▶ _PROVIDED RECORDS_

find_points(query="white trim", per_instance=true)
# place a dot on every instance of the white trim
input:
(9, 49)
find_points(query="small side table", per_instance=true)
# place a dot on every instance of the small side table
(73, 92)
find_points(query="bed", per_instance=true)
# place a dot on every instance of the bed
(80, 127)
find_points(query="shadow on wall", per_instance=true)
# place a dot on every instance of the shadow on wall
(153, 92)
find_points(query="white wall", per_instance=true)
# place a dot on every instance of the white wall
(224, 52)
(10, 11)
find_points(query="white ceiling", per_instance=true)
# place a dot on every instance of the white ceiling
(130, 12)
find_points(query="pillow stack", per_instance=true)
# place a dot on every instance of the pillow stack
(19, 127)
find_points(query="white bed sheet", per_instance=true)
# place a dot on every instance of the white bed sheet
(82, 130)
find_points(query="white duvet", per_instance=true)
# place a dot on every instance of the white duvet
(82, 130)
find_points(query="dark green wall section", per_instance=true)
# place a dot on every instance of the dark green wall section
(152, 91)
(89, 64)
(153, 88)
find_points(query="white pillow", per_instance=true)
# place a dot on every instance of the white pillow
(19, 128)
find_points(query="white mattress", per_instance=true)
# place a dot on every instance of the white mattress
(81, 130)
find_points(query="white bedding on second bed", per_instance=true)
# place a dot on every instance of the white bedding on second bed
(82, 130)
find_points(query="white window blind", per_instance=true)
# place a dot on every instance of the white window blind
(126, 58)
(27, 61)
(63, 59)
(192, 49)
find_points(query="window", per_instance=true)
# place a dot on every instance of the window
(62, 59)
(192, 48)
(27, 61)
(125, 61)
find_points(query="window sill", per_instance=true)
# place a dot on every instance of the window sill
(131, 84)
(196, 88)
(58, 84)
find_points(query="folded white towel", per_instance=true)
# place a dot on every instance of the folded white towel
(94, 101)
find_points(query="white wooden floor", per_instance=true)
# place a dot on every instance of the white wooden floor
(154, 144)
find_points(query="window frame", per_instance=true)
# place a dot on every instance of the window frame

▶ _STATED TASK_
Pick out every line of the data above that contains the word "small".

▶ _EXERCISE OUTPUT_
find_points(query="small side table", per_instance=true)
# place a dot on every instance of the small side table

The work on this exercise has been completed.